Mailing List Archives
Authenticated access
|
|
|
[Date Prev][Date Next][Thread Prev][Thread Next][Date Index][Thread Index]
Re: [HTCondor-users] ResidentSetSize
- Date: Tue, 10 May 2016 15:01:08 -0500
- From: Todd Tannenbaum <tannenba@xxxxxxxxxxx>
- Subject: Re: [HTCondor-users] ResidentSetSize
On 5/10/2016 2:38 PM, Bob Ball wrote:
It would appear that the ResidentSetSize value does not immediately
appear in the Job ClassAd as a job starts, but only some short time
later. OK, I can live with that.
However, what is harder to understand is that we have seen instances
where it will display a value of 27GB when a job starts! I was trying
to use this on the schedd machine
SYSTEM_PERIODIC_REMOVE = ResidentSetSize > 5000*RequestMemory
but that 27GB cut was killing the jobs. However, once I removed this
from the schedd, similar jobs finished fine, with ClassAds reporting
only about 2.7GB of final ResidentSetSize.
Has anyone seen this kind of thing before? How could this be real, and
why does the ResidentSetSize not appear in the job ClassAd at job start?
We are running HTCondor 8.4.6 with cgroups enabled.
Hi Bob,
Couple quick thoughts:
1. We've seen Linux cgroups report large memory sizes for jobs because
it is including memory used by the kernel to buffer file system writes.

#### TASKS TO COMPLETE
1. Which navigation links appear in the bracketed row at the top of the mailing list post on ResidentSetSize?
2. Pick up the mailing list post on ResidentSetSize after its last sentence and carry it forward.

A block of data
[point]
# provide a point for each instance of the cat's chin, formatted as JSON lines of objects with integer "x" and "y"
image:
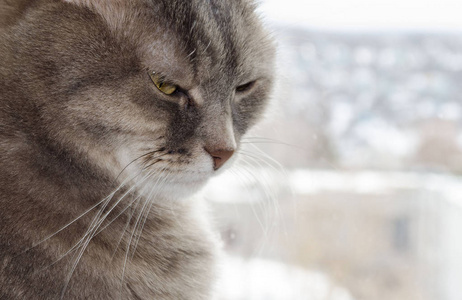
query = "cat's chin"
{"x": 176, "y": 188}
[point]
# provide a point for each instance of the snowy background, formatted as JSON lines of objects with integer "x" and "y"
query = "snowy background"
{"x": 351, "y": 189}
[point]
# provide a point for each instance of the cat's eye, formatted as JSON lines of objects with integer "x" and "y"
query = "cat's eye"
{"x": 245, "y": 87}
{"x": 163, "y": 86}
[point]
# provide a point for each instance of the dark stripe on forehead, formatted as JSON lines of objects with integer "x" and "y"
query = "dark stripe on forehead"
{"x": 205, "y": 27}
{"x": 223, "y": 18}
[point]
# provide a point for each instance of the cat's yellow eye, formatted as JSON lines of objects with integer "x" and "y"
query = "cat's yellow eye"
{"x": 164, "y": 87}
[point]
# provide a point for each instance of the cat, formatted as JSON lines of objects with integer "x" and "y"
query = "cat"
{"x": 113, "y": 113}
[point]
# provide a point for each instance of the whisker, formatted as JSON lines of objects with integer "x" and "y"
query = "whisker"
{"x": 134, "y": 229}
{"x": 96, "y": 223}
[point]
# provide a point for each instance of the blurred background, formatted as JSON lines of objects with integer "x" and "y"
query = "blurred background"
{"x": 351, "y": 187}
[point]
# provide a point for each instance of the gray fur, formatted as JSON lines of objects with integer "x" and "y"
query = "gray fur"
{"x": 81, "y": 122}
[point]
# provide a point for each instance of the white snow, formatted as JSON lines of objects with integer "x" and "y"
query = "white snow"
{"x": 366, "y": 15}
{"x": 260, "y": 279}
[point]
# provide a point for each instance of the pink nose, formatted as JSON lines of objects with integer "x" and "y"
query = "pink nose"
{"x": 219, "y": 157}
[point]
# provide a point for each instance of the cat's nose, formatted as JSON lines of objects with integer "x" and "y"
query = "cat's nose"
{"x": 219, "y": 157}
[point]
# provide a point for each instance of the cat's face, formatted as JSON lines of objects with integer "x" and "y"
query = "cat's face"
{"x": 165, "y": 87}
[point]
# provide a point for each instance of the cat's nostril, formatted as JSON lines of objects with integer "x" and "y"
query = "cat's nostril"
{"x": 219, "y": 157}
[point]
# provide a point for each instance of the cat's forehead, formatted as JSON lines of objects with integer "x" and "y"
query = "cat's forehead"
{"x": 205, "y": 39}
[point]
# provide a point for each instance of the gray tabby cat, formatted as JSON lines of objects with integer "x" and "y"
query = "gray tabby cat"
{"x": 112, "y": 114}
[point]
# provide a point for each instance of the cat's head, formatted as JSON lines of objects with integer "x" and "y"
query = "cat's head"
{"x": 167, "y": 87}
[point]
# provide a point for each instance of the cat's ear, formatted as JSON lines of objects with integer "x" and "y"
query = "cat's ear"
{"x": 113, "y": 11}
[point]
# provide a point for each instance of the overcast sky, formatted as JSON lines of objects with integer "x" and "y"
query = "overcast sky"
{"x": 443, "y": 15}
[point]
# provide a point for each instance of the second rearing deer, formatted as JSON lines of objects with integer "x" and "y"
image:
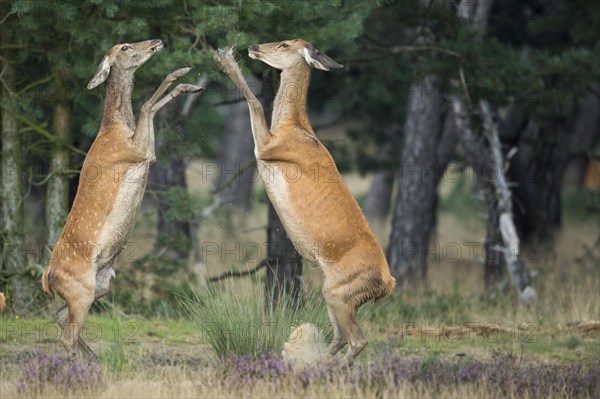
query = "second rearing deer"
{"x": 111, "y": 187}
{"x": 319, "y": 213}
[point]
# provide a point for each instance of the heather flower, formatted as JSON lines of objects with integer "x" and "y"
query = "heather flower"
{"x": 66, "y": 375}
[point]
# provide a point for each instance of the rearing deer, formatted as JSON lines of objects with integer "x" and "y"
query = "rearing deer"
{"x": 111, "y": 187}
{"x": 319, "y": 213}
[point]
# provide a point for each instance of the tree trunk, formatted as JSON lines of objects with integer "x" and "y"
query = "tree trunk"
{"x": 236, "y": 163}
{"x": 22, "y": 289}
{"x": 172, "y": 235}
{"x": 587, "y": 126}
{"x": 537, "y": 168}
{"x": 176, "y": 239}
{"x": 417, "y": 180}
{"x": 502, "y": 244}
{"x": 57, "y": 191}
{"x": 284, "y": 263}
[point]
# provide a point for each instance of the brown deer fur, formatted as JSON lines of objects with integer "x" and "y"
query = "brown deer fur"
{"x": 319, "y": 213}
{"x": 111, "y": 186}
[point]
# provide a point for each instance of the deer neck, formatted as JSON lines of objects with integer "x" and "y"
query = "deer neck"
{"x": 290, "y": 101}
{"x": 117, "y": 100}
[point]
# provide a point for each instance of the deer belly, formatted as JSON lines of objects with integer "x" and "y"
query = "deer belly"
{"x": 276, "y": 184}
{"x": 119, "y": 222}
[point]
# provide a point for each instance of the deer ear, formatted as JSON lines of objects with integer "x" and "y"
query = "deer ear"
{"x": 101, "y": 73}
{"x": 319, "y": 60}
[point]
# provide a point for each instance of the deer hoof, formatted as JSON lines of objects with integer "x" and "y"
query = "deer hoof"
{"x": 187, "y": 88}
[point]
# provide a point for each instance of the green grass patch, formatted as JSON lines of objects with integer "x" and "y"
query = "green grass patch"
{"x": 235, "y": 320}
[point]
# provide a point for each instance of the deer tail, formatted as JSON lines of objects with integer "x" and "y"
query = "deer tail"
{"x": 45, "y": 285}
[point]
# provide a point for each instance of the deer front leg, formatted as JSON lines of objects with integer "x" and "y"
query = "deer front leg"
{"x": 143, "y": 138}
{"x": 260, "y": 128}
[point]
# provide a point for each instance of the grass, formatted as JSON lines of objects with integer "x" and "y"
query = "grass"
{"x": 233, "y": 318}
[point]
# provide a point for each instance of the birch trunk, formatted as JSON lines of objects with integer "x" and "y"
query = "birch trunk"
{"x": 284, "y": 263}
{"x": 416, "y": 182}
{"x": 57, "y": 191}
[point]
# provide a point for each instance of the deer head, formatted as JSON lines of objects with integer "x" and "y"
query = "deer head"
{"x": 288, "y": 53}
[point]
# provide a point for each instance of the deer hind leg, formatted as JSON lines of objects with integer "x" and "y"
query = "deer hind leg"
{"x": 104, "y": 279}
{"x": 338, "y": 341}
{"x": 346, "y": 318}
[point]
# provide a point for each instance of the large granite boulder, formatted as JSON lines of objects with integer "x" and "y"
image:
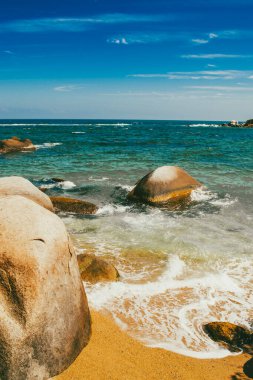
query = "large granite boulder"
{"x": 164, "y": 184}
{"x": 249, "y": 123}
{"x": 21, "y": 186}
{"x": 72, "y": 205}
{"x": 14, "y": 144}
{"x": 93, "y": 269}
{"x": 44, "y": 316}
{"x": 230, "y": 335}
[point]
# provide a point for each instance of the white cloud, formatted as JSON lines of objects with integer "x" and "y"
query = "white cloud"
{"x": 213, "y": 35}
{"x": 221, "y": 88}
{"x": 118, "y": 41}
{"x": 145, "y": 38}
{"x": 67, "y": 88}
{"x": 76, "y": 24}
{"x": 200, "y": 41}
{"x": 8, "y": 52}
{"x": 200, "y": 75}
{"x": 213, "y": 56}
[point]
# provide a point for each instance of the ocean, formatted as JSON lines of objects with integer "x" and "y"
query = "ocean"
{"x": 179, "y": 269}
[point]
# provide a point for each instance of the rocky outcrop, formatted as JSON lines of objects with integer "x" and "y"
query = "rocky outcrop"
{"x": 44, "y": 316}
{"x": 94, "y": 269}
{"x": 73, "y": 205}
{"x": 232, "y": 336}
{"x": 249, "y": 123}
{"x": 14, "y": 144}
{"x": 165, "y": 184}
{"x": 21, "y": 186}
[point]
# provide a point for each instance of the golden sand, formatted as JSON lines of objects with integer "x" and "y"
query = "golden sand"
{"x": 113, "y": 355}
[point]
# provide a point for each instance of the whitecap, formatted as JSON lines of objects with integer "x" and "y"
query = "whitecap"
{"x": 66, "y": 185}
{"x": 205, "y": 125}
{"x": 111, "y": 209}
{"x": 98, "y": 179}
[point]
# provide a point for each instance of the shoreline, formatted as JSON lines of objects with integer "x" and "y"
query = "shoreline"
{"x": 113, "y": 354}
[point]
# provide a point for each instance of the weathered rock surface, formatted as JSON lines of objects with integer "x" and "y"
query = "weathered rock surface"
{"x": 167, "y": 183}
{"x": 44, "y": 316}
{"x": 231, "y": 335}
{"x": 73, "y": 205}
{"x": 14, "y": 144}
{"x": 21, "y": 186}
{"x": 94, "y": 269}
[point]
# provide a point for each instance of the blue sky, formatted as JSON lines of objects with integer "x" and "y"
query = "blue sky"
{"x": 159, "y": 59}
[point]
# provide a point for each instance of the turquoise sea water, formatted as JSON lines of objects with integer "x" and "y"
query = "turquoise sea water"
{"x": 178, "y": 269}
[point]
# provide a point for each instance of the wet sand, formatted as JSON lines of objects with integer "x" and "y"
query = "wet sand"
{"x": 113, "y": 355}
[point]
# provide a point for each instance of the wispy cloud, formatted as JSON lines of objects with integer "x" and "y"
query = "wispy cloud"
{"x": 200, "y": 75}
{"x": 76, "y": 24}
{"x": 143, "y": 38}
{"x": 200, "y": 41}
{"x": 214, "y": 56}
{"x": 68, "y": 88}
{"x": 221, "y": 88}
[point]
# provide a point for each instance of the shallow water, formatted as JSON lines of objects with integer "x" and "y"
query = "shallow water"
{"x": 179, "y": 269}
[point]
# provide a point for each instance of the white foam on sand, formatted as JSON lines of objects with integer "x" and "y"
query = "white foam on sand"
{"x": 171, "y": 311}
{"x": 202, "y": 194}
{"x": 164, "y": 173}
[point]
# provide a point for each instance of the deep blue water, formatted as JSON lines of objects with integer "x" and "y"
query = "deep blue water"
{"x": 178, "y": 269}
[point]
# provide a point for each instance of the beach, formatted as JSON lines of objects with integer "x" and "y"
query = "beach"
{"x": 112, "y": 354}
{"x": 179, "y": 268}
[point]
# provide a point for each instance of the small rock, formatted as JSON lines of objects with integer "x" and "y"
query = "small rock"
{"x": 231, "y": 335}
{"x": 21, "y": 186}
{"x": 165, "y": 184}
{"x": 15, "y": 144}
{"x": 94, "y": 269}
{"x": 73, "y": 205}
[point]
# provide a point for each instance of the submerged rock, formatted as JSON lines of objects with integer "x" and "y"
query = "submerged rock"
{"x": 94, "y": 269}
{"x": 44, "y": 315}
{"x": 21, "y": 186}
{"x": 232, "y": 336}
{"x": 73, "y": 205}
{"x": 249, "y": 123}
{"x": 164, "y": 184}
{"x": 15, "y": 144}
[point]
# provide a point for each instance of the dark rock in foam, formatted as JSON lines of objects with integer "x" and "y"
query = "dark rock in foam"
{"x": 232, "y": 336}
{"x": 73, "y": 205}
{"x": 15, "y": 144}
{"x": 94, "y": 269}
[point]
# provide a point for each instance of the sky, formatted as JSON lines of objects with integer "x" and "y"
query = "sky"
{"x": 135, "y": 59}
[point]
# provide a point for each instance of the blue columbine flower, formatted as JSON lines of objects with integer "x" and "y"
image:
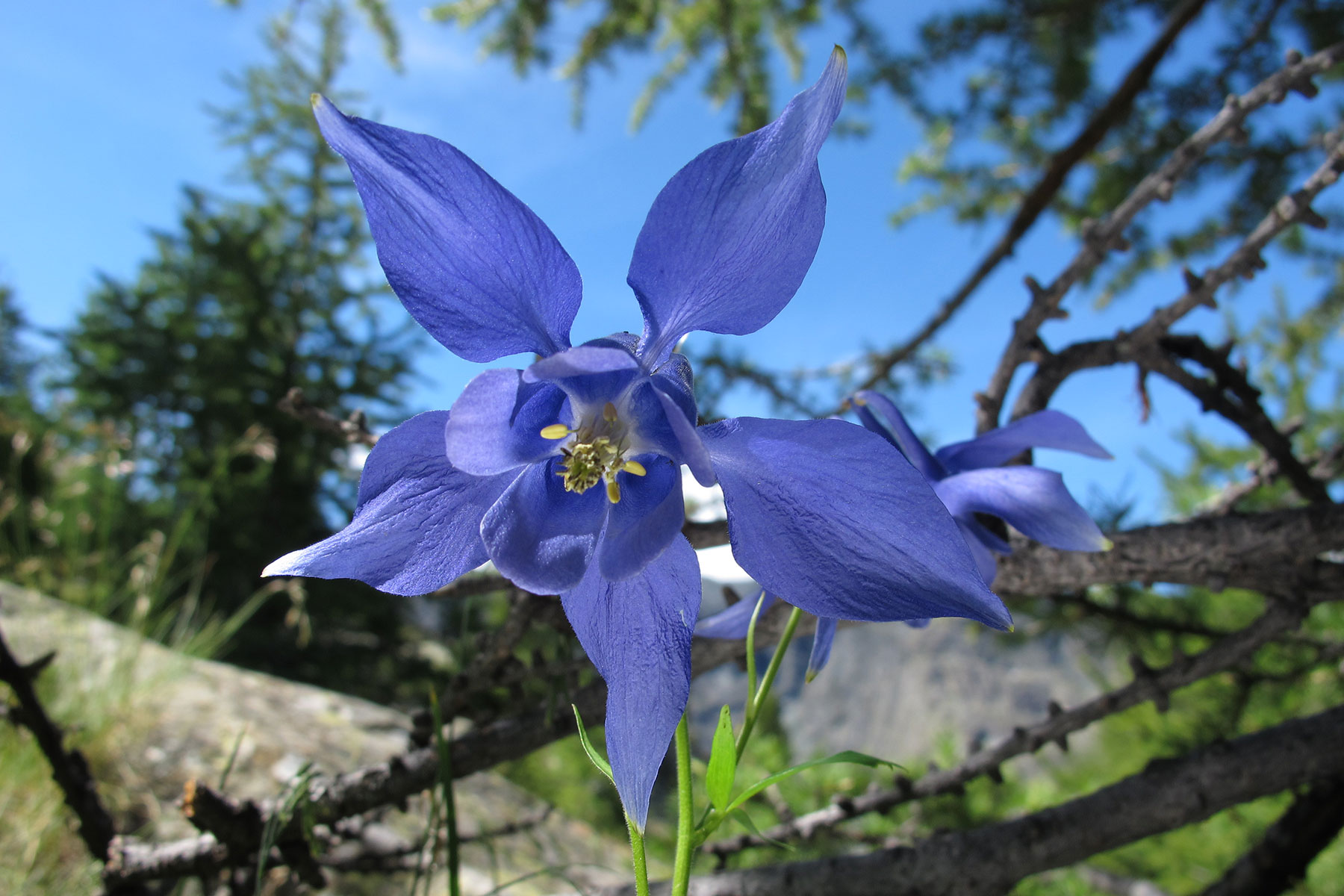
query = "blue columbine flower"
{"x": 968, "y": 479}
{"x": 566, "y": 474}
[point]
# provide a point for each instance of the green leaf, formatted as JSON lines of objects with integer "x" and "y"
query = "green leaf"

#### EXPECTED RESULTS
1. Date Prev, Date Next, Thread Prev, Thread Next, Date Index, Thread Index

2.
If you have condor_config knob ENABLE_KERNEL_TUNING set to True (the
default), HTCondor should prevent this problem from happening starting
with v8.4.5. But if you disabled this for whatever reason, that could
be the culprit. For more info see
https://htcondor-wiki.cs.wisc.edu/index.cgi/tktview?tn=5500
2. Suggest using MemoryUsage for all policy expressions instead of
ResidentSetSize.
3. As to why does ResidentSetSize not appear in the job classad at job
start : Immediately at job start (i.e. right after the job is execed),
many jobs haven't allocated much memory yet, because they are still
initializing. So now the question is how long to wait... 1 second? 1
minute? By default HTCondor waits 8 seconds after job startup before
updating ResidentSetSize and other attributes. There is a
condor_starter config knob for this named STARTER_INITIAL_UPDATE_INTERVAL.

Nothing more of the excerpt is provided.